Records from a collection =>
━━━━━━━━━━━━━━━━━━━━━━━━━━━━━━

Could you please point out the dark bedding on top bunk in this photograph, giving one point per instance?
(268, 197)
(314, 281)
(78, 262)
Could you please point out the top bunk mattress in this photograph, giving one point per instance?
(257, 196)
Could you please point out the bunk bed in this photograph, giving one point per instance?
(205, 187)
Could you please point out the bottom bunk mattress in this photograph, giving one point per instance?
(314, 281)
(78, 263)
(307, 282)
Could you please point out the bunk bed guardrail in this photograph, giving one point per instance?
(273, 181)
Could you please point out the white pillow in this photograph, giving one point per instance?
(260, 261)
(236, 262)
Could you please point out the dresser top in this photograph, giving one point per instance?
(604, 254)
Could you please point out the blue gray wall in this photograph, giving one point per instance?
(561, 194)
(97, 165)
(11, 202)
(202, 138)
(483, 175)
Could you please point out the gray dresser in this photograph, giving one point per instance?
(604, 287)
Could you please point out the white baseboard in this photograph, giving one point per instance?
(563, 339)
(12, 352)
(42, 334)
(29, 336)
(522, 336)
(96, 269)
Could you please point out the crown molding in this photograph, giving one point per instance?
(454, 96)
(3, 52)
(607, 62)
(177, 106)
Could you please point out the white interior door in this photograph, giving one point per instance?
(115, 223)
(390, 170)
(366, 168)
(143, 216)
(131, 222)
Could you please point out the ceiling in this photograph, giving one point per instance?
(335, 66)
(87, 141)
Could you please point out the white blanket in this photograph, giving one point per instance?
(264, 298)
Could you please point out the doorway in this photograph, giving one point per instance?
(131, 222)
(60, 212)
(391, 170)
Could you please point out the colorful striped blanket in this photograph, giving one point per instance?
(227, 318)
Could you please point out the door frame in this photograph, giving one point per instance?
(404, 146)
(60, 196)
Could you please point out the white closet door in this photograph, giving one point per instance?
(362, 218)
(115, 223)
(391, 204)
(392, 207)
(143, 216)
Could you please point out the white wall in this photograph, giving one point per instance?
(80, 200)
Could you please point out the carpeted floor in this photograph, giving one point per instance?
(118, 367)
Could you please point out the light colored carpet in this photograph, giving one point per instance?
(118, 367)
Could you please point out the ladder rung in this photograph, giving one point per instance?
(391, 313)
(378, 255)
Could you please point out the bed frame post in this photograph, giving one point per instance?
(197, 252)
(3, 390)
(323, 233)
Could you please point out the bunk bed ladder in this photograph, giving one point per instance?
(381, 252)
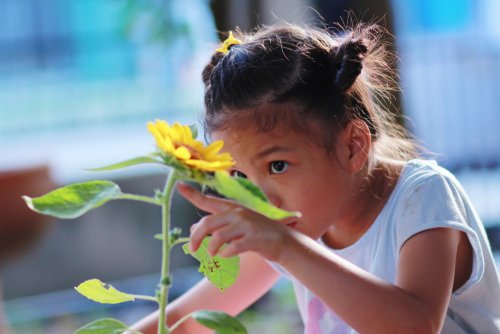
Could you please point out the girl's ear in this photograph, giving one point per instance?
(356, 142)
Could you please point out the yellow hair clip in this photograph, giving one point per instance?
(230, 41)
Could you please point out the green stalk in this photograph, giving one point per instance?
(165, 280)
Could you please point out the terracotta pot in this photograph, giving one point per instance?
(19, 226)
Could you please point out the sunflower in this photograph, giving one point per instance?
(177, 141)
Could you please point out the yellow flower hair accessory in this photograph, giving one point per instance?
(230, 41)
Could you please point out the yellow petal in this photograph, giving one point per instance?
(167, 146)
(210, 166)
(182, 153)
(163, 127)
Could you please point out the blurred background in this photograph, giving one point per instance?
(80, 79)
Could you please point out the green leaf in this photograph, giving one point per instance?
(248, 195)
(103, 293)
(74, 200)
(222, 272)
(221, 322)
(248, 185)
(128, 163)
(103, 326)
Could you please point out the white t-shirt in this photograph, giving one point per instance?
(426, 196)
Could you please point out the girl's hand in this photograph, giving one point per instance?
(239, 228)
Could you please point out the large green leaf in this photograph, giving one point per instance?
(249, 195)
(222, 272)
(129, 163)
(103, 326)
(221, 322)
(74, 200)
(103, 293)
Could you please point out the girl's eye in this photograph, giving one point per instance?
(237, 173)
(278, 167)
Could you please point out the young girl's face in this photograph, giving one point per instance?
(293, 172)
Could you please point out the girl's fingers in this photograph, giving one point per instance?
(208, 225)
(225, 235)
(204, 202)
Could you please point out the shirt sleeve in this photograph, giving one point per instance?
(436, 201)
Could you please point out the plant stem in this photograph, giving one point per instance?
(141, 198)
(180, 241)
(165, 280)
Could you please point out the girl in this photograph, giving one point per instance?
(387, 243)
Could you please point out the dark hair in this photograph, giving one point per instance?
(310, 77)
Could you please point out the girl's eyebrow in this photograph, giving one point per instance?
(271, 150)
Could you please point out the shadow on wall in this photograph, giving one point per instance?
(112, 242)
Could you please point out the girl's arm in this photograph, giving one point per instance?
(416, 304)
(255, 279)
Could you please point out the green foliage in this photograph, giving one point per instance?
(103, 293)
(222, 272)
(103, 326)
(248, 195)
(129, 163)
(74, 200)
(221, 322)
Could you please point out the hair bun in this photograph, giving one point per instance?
(347, 62)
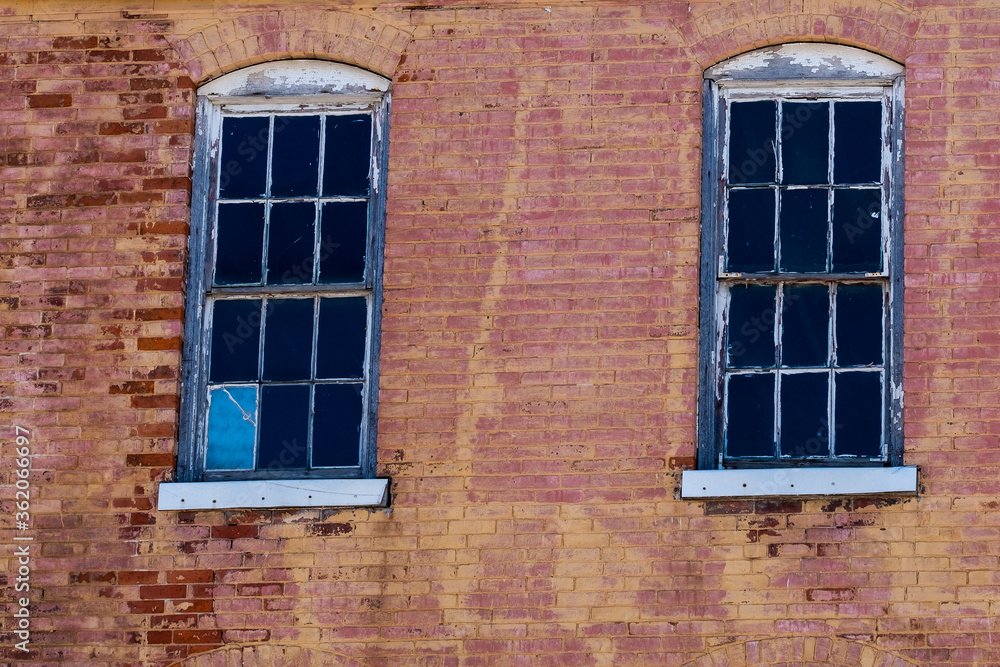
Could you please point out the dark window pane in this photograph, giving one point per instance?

━━━━━━━━━━━━━━━━━━━━━━━━━━━━━━

None of the pictures belong in the result. Print exactly the lines from the one containing "Could you please point out the plant" through the final line of the entries.

Could you please point out the plant stem in this photograph, giving one point per instance?
(141, 198)
(180, 241)
(165, 280)
Could you please point out the girl in this photograph, giving one point per instance?
(387, 243)
Could you please point out the dark hair in this photograph, giving one point per instance?
(310, 77)
Could you please point out the girl's eyebrow in this photograph, giving one point per instance?
(271, 150)
Could you please point out the shadow on wall in this photograph, giving one point per instance?
(112, 242)
Could you please point out the girl's arm in this photograph, giving one point per instance?
(416, 304)
(255, 279)
Could you please point out the green foliage in this photograph, giving one point per instance?
(103, 293)
(222, 272)
(103, 326)
(248, 195)
(129, 163)
(74, 200)
(221, 322)
Could you please point out the hair bun in this photograph, giving one point per instance?
(347, 62)
Could you please point out the dark window pane in this photograph, giving one point per instance?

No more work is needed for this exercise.